_Required work:_ Output consists of the line that contains "Where can you spot the front" plus every later line of the material below, each one duplicated exactly.
============
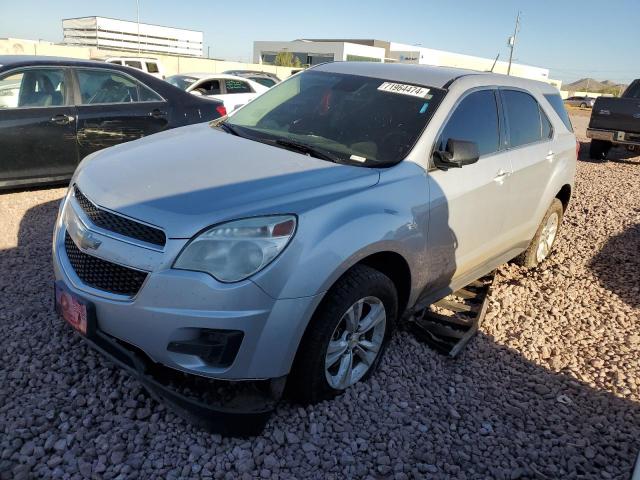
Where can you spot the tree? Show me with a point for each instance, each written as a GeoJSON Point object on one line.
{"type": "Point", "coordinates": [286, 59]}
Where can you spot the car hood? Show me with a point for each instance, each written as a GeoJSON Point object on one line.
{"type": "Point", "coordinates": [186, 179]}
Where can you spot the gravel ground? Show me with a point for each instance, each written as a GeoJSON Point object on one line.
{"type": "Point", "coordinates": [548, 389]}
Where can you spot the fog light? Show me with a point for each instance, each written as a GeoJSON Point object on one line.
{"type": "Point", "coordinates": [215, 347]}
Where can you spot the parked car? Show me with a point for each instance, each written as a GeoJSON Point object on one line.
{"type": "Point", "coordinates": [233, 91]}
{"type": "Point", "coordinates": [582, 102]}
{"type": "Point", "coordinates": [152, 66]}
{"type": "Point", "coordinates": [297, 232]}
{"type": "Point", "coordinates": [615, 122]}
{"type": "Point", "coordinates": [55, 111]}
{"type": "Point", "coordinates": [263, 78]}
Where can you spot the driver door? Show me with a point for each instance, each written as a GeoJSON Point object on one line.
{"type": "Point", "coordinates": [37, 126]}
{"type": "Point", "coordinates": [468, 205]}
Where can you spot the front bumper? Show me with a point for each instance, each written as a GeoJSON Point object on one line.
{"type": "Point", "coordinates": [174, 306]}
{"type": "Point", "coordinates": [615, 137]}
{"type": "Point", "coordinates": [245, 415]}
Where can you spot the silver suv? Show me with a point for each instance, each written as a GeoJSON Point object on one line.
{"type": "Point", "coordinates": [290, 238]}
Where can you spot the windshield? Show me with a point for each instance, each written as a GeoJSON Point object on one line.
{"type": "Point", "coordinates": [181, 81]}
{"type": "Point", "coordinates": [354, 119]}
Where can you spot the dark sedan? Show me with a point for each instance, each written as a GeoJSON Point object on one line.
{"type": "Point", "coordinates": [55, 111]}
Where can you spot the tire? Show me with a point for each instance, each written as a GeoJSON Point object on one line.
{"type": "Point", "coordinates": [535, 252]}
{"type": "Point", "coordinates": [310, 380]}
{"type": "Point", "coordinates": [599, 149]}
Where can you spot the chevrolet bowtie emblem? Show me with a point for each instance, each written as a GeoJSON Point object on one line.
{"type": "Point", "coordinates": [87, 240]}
============
_Answer to the problem:_
Where can you spot the front bumper? Show me with a point for each instance, each written as a GeoJSON Point object on one line.
{"type": "Point", "coordinates": [174, 306]}
{"type": "Point", "coordinates": [615, 137]}
{"type": "Point", "coordinates": [245, 415]}
Where can you spot the silver suv? Show me with a point for each instance, each written as a GeoJSON Point object on one line.
{"type": "Point", "coordinates": [290, 238]}
Where can you spot the windshield? Show me with a point for each instance, each written as a GeoJSON Point object on one line.
{"type": "Point", "coordinates": [181, 81]}
{"type": "Point", "coordinates": [354, 119]}
Where can you spot the dark sedan? Show me with a point for each instance, each written as a GeoJSON Point object on one line.
{"type": "Point", "coordinates": [55, 111]}
Where can you spot the tire? Show me with a point for each instance, each written as a GeoJSON Point object on one line.
{"type": "Point", "coordinates": [535, 252]}
{"type": "Point", "coordinates": [310, 380]}
{"type": "Point", "coordinates": [599, 149]}
Where can you spot the chevrolet bowtie emblem? Show me with a point for each instance, each written as a GeoJSON Point object on one line.
{"type": "Point", "coordinates": [87, 240]}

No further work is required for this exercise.